> _Text section_:
....................

Why is GM not talking about "The Great Taking"?! Sure, he talks about how the central banks are deliberately trying to destroy the middle class and will create black swan events, such as the plandemic, in order to print vast amounts of debt...and this then inflates the stock market. But as GM has said, the stock market is just a derivative of the debt market, making it insignificant to the much larger picture.  

We always have to be prepared for the possibility that the Federal Reserve won't have the markets back anymore, even if worse comes to worse. The rise in the stock market for the past 110 years has been a "side effect" of the Federal Reserve printing vast amounts of debt. The FED prints money for the Treasury Department, which then stimulates the economy, and that money finds its way back into the markets. The line between the wealthy and free market investments have been tipping over to managed markets via machine traders faster than anyone could imagine.  

So, why could this be bad news for the market?

Because unlike hedge funds and the rest of the 1%, the people who are investing this as if it were still a free market can only make money if the markets go up.

....................

> _Dataset content_:
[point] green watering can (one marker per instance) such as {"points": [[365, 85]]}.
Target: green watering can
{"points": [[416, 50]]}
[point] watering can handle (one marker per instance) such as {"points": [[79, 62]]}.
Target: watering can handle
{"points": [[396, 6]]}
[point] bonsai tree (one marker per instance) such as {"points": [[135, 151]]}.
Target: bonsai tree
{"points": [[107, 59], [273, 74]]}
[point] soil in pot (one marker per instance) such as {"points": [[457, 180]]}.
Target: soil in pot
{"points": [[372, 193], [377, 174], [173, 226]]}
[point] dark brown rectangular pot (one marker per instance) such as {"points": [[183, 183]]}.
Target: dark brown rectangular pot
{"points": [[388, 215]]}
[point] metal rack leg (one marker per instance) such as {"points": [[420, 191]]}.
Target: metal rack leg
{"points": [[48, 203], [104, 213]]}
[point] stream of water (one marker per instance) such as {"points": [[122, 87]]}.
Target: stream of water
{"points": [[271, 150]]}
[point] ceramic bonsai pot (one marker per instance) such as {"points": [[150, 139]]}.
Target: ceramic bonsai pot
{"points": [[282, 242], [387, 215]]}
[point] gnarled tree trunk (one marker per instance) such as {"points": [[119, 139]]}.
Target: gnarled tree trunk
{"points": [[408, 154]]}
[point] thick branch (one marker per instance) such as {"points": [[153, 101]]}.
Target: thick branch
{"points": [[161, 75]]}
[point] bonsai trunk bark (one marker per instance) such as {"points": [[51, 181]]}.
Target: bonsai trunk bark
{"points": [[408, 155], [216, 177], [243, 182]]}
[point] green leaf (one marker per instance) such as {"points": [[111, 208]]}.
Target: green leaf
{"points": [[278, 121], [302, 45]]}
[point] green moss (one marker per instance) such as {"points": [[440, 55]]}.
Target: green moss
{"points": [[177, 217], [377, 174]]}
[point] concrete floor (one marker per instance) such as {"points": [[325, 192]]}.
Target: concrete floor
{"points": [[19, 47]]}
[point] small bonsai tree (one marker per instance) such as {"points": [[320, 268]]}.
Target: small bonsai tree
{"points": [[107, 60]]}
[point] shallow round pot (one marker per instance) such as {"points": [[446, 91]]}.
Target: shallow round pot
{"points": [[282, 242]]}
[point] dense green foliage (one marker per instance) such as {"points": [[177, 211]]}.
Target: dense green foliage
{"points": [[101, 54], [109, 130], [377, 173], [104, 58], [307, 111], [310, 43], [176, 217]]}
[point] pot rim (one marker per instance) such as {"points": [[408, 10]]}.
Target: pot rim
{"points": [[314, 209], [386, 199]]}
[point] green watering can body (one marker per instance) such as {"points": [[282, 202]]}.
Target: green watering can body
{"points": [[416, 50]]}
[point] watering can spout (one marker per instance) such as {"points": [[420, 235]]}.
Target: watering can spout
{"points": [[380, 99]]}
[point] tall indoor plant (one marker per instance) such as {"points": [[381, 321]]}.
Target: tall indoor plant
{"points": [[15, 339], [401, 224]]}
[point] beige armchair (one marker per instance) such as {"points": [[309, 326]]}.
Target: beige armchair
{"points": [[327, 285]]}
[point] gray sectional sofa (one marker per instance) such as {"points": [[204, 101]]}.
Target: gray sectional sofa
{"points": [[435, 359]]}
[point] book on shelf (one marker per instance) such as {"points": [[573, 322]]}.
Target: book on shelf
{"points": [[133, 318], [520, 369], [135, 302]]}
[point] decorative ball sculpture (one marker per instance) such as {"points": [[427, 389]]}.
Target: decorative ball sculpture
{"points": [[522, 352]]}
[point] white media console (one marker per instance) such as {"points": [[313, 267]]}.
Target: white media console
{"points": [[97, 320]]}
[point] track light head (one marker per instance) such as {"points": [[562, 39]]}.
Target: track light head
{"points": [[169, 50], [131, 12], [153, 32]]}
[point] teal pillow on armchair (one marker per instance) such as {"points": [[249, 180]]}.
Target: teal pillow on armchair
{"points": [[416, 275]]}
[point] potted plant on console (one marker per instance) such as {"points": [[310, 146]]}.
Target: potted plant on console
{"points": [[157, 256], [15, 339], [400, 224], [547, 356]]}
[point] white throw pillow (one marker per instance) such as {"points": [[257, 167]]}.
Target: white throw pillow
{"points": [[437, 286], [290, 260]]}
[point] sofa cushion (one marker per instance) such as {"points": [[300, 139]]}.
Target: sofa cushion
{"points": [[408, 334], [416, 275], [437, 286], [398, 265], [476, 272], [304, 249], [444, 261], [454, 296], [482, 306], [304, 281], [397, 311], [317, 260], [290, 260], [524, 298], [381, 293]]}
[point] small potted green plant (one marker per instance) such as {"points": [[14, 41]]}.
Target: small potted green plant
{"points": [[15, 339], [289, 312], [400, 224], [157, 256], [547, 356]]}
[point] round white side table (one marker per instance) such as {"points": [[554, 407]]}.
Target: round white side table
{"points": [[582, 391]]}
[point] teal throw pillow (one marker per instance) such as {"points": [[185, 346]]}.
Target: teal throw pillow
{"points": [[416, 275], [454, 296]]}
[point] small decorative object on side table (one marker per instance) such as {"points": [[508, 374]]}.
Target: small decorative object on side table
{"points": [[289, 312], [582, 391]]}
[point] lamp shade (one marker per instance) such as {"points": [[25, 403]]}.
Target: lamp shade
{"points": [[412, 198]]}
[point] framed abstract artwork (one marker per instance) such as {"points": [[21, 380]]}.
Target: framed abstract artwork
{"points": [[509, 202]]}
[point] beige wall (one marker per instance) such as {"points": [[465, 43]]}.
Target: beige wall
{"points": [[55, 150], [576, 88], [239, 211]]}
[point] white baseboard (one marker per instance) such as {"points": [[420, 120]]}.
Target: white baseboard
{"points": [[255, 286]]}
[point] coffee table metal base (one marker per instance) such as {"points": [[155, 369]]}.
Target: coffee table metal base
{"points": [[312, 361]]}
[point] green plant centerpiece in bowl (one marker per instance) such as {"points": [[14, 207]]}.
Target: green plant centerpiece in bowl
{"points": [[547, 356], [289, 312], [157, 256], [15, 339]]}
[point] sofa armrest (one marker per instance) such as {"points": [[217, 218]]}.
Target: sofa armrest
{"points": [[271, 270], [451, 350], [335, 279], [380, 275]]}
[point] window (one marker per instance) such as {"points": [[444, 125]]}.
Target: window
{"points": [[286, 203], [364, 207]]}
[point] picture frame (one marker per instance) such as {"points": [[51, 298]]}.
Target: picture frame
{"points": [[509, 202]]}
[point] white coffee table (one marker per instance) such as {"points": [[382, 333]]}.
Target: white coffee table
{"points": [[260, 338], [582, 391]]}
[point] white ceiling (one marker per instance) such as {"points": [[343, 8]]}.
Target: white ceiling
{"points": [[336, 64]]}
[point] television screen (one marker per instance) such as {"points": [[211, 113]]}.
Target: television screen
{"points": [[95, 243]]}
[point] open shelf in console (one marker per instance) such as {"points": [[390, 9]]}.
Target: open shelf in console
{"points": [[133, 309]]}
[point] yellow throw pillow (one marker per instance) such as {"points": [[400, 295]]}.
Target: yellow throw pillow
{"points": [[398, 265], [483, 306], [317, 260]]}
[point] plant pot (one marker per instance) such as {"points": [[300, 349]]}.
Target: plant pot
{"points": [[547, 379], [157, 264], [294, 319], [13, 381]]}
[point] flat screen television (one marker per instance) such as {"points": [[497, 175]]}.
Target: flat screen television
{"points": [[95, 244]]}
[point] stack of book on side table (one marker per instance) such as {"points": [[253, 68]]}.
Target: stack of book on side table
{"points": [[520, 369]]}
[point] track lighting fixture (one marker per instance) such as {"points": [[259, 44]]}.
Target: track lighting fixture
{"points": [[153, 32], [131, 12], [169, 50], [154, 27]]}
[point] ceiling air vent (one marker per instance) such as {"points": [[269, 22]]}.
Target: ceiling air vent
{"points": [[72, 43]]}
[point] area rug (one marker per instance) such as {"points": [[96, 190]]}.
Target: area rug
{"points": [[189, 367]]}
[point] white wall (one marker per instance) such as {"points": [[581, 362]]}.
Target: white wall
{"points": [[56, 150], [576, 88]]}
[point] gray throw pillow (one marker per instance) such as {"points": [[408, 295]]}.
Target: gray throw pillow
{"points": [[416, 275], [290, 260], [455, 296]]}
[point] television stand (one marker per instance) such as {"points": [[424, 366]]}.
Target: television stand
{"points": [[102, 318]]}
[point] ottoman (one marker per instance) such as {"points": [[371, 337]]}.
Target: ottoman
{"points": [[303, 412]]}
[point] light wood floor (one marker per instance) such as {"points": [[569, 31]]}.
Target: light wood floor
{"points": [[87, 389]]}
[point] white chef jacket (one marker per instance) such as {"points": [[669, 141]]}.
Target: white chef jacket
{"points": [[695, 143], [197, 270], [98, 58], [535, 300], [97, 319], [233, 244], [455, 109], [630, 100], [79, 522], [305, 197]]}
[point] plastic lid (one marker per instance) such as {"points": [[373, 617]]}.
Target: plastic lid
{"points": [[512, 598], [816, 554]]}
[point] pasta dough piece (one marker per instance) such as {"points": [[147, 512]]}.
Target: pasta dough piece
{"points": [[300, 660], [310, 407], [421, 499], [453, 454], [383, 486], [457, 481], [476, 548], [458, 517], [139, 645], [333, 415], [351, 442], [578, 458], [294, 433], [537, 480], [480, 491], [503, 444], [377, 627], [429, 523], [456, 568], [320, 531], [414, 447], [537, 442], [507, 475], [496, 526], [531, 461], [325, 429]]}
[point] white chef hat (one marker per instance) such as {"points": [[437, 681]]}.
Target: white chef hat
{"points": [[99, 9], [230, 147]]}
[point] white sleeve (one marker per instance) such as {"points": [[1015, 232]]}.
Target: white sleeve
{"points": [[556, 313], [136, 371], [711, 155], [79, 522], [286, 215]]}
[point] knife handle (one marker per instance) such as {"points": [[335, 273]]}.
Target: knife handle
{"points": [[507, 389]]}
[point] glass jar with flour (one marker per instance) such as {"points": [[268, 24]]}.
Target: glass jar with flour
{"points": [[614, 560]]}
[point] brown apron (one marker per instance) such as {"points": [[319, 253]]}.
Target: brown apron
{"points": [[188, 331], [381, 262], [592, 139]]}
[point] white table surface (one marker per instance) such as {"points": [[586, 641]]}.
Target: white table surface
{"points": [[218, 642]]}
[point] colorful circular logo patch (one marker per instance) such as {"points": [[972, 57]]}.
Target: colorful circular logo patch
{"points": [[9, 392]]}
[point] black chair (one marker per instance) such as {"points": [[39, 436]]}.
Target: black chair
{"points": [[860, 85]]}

....................

> _To do_:
Please duplicate everything in the stock market text above from "We always have" down to "anyone could imagine.", word for word.

> _Completed exercise_:
We always have to be prepared for the possibility that the Federal Reserve won't have the markets back anymore, even if worse comes to worse. The rise in the stock market for the past 110 years has been a "side effect" of the Federal Reserve printing vast amounts of debt. The FED prints money for the Treasury Department, which then stimulates the economy, and that money finds its way back into the markets. The line between the wealthy and free market investments have been tipping over to managed markets via machine traders faster than anyone could imagine.